Please copy out every line in the records below that includes the word "woman".

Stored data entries
[Start of section]

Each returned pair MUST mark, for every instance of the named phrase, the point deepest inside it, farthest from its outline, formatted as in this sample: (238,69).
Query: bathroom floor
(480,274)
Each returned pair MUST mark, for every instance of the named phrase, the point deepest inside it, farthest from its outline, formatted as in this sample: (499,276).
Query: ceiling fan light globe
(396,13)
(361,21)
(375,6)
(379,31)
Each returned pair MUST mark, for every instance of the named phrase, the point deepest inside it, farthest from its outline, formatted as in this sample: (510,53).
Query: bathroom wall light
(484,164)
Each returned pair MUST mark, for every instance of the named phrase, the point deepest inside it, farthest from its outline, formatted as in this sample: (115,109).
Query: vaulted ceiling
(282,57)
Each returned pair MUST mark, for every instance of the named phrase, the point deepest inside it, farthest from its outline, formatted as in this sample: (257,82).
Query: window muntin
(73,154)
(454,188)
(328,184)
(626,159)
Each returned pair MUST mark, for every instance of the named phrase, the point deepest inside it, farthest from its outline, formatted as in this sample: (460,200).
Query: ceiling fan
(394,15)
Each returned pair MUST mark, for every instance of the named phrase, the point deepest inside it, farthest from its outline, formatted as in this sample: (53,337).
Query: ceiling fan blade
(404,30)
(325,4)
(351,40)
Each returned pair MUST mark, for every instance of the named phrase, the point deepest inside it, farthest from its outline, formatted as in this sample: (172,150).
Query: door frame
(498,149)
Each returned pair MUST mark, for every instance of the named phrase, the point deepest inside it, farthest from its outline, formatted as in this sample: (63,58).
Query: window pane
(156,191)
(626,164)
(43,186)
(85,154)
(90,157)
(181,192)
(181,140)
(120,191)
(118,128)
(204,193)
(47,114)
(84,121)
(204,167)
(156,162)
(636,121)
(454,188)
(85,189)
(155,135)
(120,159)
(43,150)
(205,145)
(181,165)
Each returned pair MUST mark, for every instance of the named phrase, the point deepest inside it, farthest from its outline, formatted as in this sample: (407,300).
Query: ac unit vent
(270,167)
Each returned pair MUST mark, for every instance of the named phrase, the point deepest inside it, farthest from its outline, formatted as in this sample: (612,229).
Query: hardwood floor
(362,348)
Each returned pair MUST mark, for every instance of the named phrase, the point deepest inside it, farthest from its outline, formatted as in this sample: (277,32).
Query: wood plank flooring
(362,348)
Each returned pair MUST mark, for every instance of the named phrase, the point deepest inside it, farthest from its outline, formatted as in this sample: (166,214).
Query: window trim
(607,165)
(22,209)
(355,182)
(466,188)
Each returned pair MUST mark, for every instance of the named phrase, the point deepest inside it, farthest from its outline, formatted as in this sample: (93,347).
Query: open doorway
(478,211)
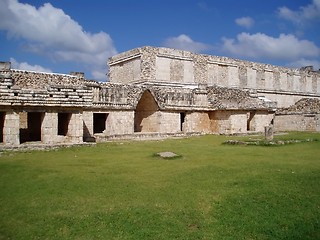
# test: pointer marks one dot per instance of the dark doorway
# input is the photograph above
(63, 123)
(30, 126)
(249, 119)
(99, 122)
(2, 115)
(145, 116)
(182, 119)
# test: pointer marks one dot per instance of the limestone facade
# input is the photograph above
(156, 91)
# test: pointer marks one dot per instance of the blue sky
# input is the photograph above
(80, 35)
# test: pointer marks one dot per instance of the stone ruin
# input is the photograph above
(156, 92)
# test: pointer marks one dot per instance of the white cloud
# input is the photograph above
(184, 42)
(52, 32)
(286, 47)
(246, 22)
(26, 66)
(305, 13)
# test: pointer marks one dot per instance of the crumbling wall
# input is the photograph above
(304, 115)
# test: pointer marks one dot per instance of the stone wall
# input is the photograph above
(37, 89)
(170, 66)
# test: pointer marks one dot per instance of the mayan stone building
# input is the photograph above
(156, 92)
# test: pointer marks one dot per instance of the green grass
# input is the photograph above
(120, 190)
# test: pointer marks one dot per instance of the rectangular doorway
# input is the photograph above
(2, 115)
(63, 123)
(99, 122)
(30, 126)
(182, 120)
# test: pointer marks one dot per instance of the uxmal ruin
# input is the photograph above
(156, 92)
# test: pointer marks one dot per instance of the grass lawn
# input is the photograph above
(121, 190)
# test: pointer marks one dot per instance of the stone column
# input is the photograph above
(11, 135)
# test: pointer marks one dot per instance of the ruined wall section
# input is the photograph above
(304, 115)
(165, 66)
(24, 88)
(231, 98)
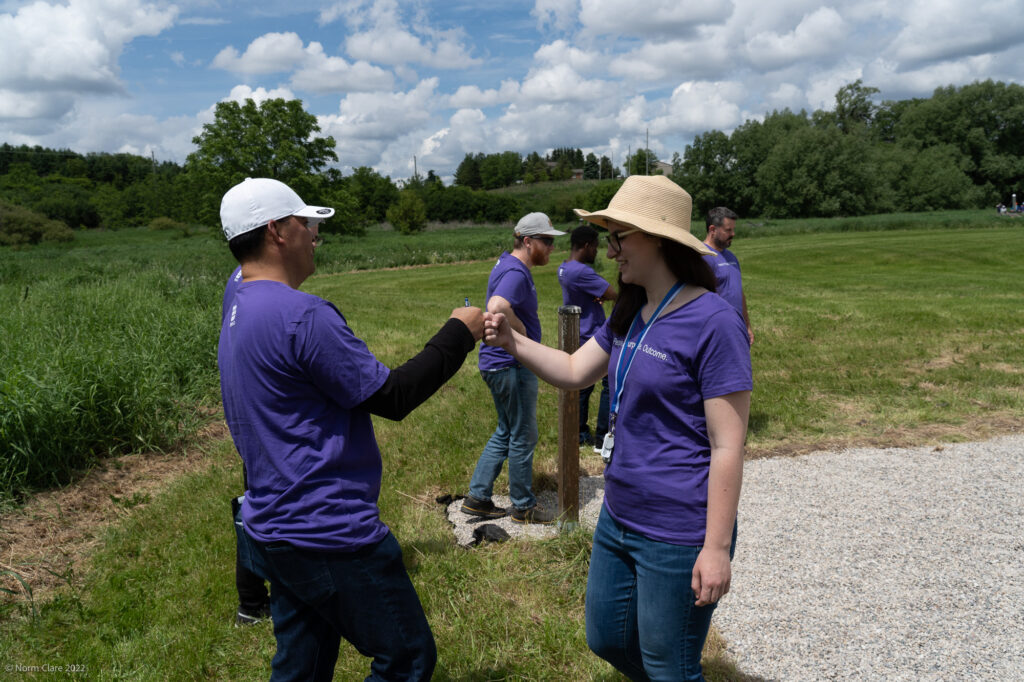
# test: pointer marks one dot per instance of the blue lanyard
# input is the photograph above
(622, 372)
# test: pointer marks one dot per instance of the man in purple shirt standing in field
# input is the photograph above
(299, 388)
(585, 288)
(721, 224)
(511, 291)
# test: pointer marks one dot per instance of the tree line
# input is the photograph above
(962, 147)
(491, 171)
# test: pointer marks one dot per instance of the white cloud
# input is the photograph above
(366, 120)
(818, 35)
(562, 51)
(785, 95)
(697, 107)
(559, 83)
(321, 73)
(940, 30)
(470, 96)
(652, 18)
(242, 92)
(270, 53)
(380, 34)
(55, 52)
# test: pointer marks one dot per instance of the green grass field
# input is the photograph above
(887, 337)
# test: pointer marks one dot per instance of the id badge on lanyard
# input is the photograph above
(608, 445)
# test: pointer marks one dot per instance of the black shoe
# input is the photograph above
(484, 508)
(245, 617)
(536, 514)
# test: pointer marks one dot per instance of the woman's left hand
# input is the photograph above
(712, 576)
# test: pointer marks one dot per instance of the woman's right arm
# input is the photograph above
(580, 370)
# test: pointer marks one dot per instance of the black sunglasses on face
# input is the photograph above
(614, 240)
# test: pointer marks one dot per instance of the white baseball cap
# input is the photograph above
(537, 224)
(255, 202)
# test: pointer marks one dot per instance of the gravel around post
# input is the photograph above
(867, 563)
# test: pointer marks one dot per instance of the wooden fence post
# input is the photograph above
(568, 426)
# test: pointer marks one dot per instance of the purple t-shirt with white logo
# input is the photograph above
(292, 375)
(232, 285)
(582, 286)
(727, 275)
(656, 483)
(511, 280)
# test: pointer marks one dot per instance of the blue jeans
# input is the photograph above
(641, 612)
(514, 391)
(365, 596)
(602, 413)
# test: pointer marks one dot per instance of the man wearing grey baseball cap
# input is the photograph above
(513, 387)
(299, 388)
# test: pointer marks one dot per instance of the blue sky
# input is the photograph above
(392, 79)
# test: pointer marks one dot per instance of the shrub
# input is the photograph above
(409, 214)
(19, 225)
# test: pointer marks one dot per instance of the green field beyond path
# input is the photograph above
(875, 337)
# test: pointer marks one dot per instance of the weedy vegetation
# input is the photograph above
(890, 330)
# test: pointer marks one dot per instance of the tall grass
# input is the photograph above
(103, 354)
(885, 336)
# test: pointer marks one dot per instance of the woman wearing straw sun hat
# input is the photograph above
(679, 369)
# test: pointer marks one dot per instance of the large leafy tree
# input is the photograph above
(275, 138)
(468, 172)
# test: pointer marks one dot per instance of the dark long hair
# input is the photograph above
(688, 266)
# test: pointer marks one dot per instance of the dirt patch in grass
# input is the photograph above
(48, 541)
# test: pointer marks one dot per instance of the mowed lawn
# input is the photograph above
(883, 338)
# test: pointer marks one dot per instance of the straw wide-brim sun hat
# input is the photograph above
(653, 204)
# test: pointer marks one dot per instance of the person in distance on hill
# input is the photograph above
(721, 224)
(680, 366)
(299, 388)
(585, 288)
(511, 292)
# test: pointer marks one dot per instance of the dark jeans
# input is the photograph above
(365, 596)
(252, 592)
(602, 414)
(641, 612)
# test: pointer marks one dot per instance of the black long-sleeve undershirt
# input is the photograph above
(410, 385)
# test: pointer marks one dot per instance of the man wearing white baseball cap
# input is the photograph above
(299, 388)
(513, 387)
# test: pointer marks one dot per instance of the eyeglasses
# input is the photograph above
(308, 223)
(614, 240)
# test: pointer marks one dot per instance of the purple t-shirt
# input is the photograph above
(582, 286)
(292, 374)
(730, 282)
(656, 483)
(511, 280)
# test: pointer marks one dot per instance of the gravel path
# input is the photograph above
(870, 564)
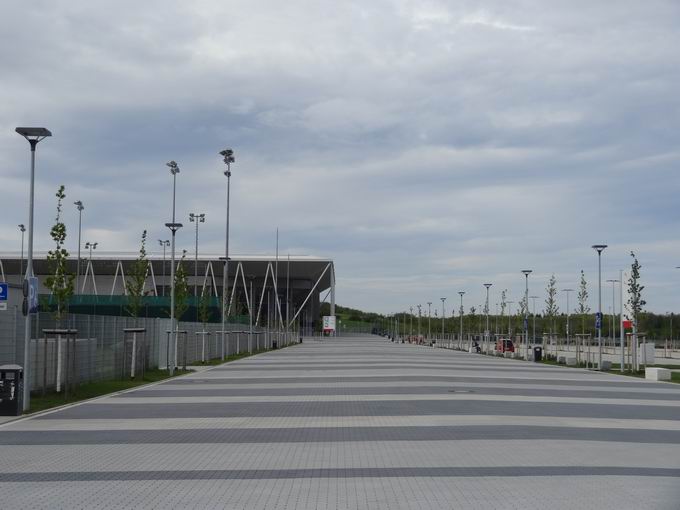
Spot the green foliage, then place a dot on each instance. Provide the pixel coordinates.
(551, 308)
(204, 309)
(635, 301)
(60, 281)
(583, 308)
(181, 290)
(136, 280)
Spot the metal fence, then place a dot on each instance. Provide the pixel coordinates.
(101, 349)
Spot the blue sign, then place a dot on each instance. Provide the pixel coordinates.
(598, 320)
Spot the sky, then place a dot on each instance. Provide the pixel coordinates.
(427, 147)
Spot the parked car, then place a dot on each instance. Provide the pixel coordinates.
(505, 345)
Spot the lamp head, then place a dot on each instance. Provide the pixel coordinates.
(174, 168)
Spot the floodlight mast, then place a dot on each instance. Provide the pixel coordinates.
(228, 158)
(599, 248)
(174, 227)
(80, 207)
(526, 273)
(34, 135)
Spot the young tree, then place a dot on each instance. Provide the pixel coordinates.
(60, 281)
(583, 308)
(551, 308)
(204, 309)
(181, 290)
(136, 279)
(635, 301)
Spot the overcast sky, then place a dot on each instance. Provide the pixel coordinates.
(426, 147)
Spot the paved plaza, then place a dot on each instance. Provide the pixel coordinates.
(356, 423)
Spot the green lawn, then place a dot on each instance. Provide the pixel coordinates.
(97, 389)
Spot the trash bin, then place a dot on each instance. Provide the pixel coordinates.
(11, 390)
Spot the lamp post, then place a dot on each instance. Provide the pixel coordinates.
(462, 313)
(598, 323)
(443, 316)
(486, 311)
(34, 135)
(22, 228)
(228, 158)
(568, 313)
(80, 207)
(526, 273)
(613, 330)
(419, 313)
(196, 218)
(534, 298)
(174, 227)
(164, 243)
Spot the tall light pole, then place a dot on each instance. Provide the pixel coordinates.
(22, 228)
(164, 243)
(34, 136)
(80, 207)
(598, 323)
(443, 316)
(526, 273)
(196, 218)
(613, 330)
(174, 227)
(486, 310)
(534, 298)
(228, 158)
(419, 313)
(462, 313)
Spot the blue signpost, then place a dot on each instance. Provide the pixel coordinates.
(4, 291)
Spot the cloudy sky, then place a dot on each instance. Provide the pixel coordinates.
(426, 146)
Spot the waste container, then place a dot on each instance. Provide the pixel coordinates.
(11, 390)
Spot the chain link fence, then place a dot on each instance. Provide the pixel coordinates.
(87, 348)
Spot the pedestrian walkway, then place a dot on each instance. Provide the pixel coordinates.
(356, 423)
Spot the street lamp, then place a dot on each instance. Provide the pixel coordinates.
(462, 312)
(486, 311)
(526, 273)
(443, 316)
(174, 227)
(613, 330)
(534, 298)
(228, 158)
(164, 243)
(80, 207)
(34, 135)
(598, 323)
(568, 313)
(419, 308)
(196, 218)
(22, 228)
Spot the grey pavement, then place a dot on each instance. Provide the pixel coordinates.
(356, 423)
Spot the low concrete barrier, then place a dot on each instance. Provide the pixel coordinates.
(657, 374)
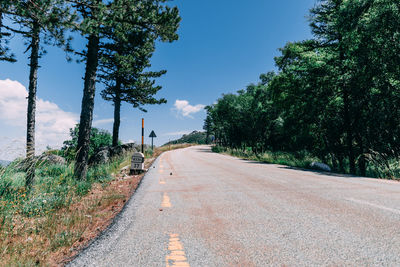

[End of section]

| WRITTEN RESPONSE |
# test: pointer marks one dot per instance of the woman's left hand
# test: pointer marks one dot per instance of the woman's right arm
# test: pointer marks one dot per instance of the woman wearing straw sun hat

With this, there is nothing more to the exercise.